The "Blurry Code Stage" is a turning point; you have done the right thing by making a lot of code follow the same pattern, but at the same time the pattern repeats time and time again which means you can consolidate the code.   Consolidating means deleting code, and "If you are deleting code you are doing something right".  You should strive to get your code to the "Blurry Code Stage" and then strive to remove as much code as possible.

The above example in our code probably winds up being about 100 lines in total (no, I am not going to go check the code and count the lines!).  We have 5 sites.  That means there are about 500 lines when there only needs to be about 100 (that will actually go up a bit because you probably need to introduce some variables and probably some additional logic, so lets' say 125 lines instead of 500).

If you are lucky you will notice after the 3rd one that the code is similar and you should refactor it.  For example, I caught it after the 2nd one and managed to move all of the database code into one place.  That meant that the other three requests automagically had the database code work with no further effort on my part.  I noticed that the website request was the same after the 4th one and took about 120 lines of code.

■ **Supplied material**
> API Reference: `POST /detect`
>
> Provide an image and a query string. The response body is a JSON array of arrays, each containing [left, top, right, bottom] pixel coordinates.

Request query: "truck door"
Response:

■ **Aim**
Copy out the whole passage about the "Blurry Code Stage" word for word.

■ **Solved problem**
The "Blurry Code Stage" is a turning point; you have done the right thing by making a lot of code follow the same pattern, but at the same time the pattern repeats time and time again which means you can consolidate the code.   Consolidating means deleting code, and "If you are deleting code you are doing something right".  You should strive to get your code to the "Blurry Code Stage" and then strive to remove as much code as possible.

The above example in our code probably winds up being about 100 lines in total (no, I am not going to go check the code and count the lines!).  We have 5 sites.  That means there are about 500 lines when there only needs to be about 100 (that will actually go up a bit because you probably need to introduce some variables and probably some additional logic, so lets' say 125 lines instead of 500).

If you are lucky you will notice after the 3rd one that the code is similar and you should refactor it.  For example, I caught it after the 2nd one and managed to move all of the database code into one place.  That meant that the other three requests automagically had the database code work with no further effort on my part.  I noticed that the website request was the same after the 4th one and took about 120 lines of code.